╔══
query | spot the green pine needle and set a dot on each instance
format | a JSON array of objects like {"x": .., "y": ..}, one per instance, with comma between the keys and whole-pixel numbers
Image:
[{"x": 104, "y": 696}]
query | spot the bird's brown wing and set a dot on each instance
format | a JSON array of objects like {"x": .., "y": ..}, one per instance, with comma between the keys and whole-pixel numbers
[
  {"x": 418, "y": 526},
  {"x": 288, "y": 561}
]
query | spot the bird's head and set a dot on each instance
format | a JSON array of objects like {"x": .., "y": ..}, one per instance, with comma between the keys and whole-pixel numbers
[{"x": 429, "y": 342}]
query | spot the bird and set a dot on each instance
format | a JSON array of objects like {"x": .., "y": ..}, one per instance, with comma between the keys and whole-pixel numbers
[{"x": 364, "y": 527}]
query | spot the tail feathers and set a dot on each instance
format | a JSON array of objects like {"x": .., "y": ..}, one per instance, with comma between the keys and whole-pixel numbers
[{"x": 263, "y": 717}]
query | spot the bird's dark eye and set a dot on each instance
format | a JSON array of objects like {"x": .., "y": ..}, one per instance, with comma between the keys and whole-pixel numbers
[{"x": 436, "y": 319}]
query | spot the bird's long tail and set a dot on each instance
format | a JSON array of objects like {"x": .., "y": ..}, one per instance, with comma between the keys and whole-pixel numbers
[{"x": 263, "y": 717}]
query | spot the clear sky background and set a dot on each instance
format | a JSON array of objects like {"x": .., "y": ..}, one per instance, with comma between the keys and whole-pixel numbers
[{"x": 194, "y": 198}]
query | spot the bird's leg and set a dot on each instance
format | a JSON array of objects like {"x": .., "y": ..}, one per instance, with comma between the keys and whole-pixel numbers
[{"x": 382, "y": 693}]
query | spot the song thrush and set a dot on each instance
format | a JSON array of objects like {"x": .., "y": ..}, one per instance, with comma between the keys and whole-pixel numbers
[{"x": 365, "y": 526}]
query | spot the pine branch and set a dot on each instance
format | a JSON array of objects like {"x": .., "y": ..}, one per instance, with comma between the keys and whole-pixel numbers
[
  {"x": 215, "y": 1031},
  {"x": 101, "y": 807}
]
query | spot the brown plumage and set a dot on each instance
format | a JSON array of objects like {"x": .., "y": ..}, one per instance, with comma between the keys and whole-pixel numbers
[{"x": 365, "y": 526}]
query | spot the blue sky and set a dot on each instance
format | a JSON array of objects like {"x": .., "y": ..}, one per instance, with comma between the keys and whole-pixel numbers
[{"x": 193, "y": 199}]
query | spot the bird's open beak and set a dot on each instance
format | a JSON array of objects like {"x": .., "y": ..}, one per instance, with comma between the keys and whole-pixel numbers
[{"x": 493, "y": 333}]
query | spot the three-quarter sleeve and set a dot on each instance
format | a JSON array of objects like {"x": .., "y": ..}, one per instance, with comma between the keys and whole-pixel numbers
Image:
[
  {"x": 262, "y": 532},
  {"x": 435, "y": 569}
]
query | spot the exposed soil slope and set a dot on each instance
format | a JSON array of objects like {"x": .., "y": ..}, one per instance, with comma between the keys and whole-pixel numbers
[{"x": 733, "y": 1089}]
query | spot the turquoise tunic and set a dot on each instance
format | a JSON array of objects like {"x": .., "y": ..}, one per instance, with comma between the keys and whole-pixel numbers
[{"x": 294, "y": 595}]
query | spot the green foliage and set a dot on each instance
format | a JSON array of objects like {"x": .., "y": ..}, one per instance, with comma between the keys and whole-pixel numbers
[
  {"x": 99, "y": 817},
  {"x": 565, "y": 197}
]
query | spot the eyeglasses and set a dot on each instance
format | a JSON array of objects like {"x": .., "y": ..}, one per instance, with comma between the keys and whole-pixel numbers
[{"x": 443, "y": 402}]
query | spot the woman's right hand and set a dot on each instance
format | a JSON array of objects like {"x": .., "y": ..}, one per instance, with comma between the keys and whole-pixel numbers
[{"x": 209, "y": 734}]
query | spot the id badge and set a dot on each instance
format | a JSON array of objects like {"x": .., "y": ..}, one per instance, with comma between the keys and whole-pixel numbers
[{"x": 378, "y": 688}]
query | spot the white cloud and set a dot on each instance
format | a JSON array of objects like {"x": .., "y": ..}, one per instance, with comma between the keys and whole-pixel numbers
╚══
■ **What you should do**
Copy out exactly the lines from the line with "query | spot the woman's" to the end of the listing, including both of those lines, and give nothing else.

■ **Exercise response**
query | spot the woman's right hand and set a dot on each instance
format | a JSON array of objects like {"x": .., "y": ..}, one per instance, with comma between the keys and whole-pixel numbers
[{"x": 209, "y": 734}]
query | spot the id badge and set a dot on each instance
format | a JSON array of objects like {"x": .., "y": ..}, one per instance, with comma between the keys and whole-pixel numbers
[{"x": 378, "y": 688}]
query | spot the white cloud and set a dot on each instance
format | a JSON array of objects like {"x": .., "y": ..}, one per instance, with comma between the keys and whole-pixel numbers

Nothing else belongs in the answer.